- **What you will do**: The listing below should be copied in full, word for word.

--- Begin ---

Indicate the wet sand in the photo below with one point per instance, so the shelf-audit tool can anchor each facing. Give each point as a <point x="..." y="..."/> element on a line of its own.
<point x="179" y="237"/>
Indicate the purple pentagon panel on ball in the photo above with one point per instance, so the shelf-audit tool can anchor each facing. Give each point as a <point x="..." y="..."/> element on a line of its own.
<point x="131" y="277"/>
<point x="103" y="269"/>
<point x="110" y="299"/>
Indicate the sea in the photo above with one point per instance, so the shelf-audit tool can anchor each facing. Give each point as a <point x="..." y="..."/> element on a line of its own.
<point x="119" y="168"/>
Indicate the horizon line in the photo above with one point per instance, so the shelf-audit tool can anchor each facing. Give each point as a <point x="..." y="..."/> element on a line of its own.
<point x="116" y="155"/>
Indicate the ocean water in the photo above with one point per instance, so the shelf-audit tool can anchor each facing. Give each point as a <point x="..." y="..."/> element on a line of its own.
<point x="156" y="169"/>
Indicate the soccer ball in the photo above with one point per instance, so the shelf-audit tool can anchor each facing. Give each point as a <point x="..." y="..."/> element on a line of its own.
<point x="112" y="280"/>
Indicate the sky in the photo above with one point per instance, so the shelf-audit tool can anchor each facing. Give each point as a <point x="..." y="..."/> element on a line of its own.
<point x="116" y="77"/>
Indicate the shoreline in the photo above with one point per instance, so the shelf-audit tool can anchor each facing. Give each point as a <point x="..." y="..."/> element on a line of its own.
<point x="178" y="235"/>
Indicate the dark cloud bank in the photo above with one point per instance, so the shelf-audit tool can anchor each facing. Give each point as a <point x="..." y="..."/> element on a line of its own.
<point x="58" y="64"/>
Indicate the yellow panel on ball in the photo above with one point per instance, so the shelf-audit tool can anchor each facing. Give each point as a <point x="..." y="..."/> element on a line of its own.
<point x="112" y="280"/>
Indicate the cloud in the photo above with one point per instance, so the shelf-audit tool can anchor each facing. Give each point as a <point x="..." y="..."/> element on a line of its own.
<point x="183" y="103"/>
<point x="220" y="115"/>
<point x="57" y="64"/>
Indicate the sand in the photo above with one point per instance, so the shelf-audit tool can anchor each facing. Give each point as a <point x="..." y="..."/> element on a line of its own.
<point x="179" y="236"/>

--- End ---

- **Result for this task**:
Indicate the wet sand in the photo below with one point per instance, so the shelf-audit tool can anchor each facing. Give each point as a <point x="..." y="..."/> element on a line of its own.
<point x="179" y="237"/>
Indicate the purple pentagon panel on ball in the photo above with one point per instance, so the shelf-audit tool can anchor each facing. Give each point as a <point x="..." y="..."/> element on a line of its own.
<point x="131" y="277"/>
<point x="103" y="269"/>
<point x="110" y="299"/>
Indicate the sea in the photo above with one point per instance, so the shelf-audit tool can anchor each facing. Give each point as a <point x="..." y="..."/> element on a line of its own.
<point x="119" y="168"/>
Indicate the horizon line in the photo above with one point per instance, so the shelf-audit tool can anchor each facing. Give each point as a <point x="..." y="..."/> element on a line of its own.
<point x="116" y="155"/>
Indicate the ocean water in the photo above with one point per instance, so the shelf-audit tool can anchor each facing. Give each point as a <point x="..." y="..."/> element on a line of its own.
<point x="156" y="169"/>
Indicate the soccer ball in the photo above with one point per instance, so the shelf-audit tool can anchor each facing. Give each point as a <point x="..." y="..."/> element on a line of its own.
<point x="112" y="280"/>
Indicate the sky in the photo above with one point per instance, so the shelf-audit tool can anchor each facing. Give each point as a <point x="..." y="..."/> element on a line of its own.
<point x="116" y="77"/>
Indicate the shoreline in the photo above with one point per instance, so the shelf-audit tool can anchor each facing. Give each point as a <point x="..." y="..."/> element on a line of its own.
<point x="178" y="235"/>
Indicate the dark cloud bank in the photo above with one point per instance, so the shelf-audit tool can anchor each facing. Give each point as a <point x="..." y="..."/> element on a line of its own.
<point x="58" y="64"/>
Indicate the yellow panel on ball in the photo above with one point per instance, so the shelf-audit tool can anchor each facing. Give each point as a <point x="..." y="..."/> element on a line of its own.
<point x="112" y="280"/>
Indicate the cloud in the photo above with one point per instance, so the shelf-audit tool can anchor each facing. Give each point as a <point x="..." y="..."/> element on a line of its own.
<point x="183" y="103"/>
<point x="220" y="115"/>
<point x="57" y="64"/>
Indicate the sand in the photo above with one point per instance, so the shelf-audit tool can anchor each facing. Give each point as a <point x="..." y="..."/> element on a line of its own.
<point x="179" y="236"/>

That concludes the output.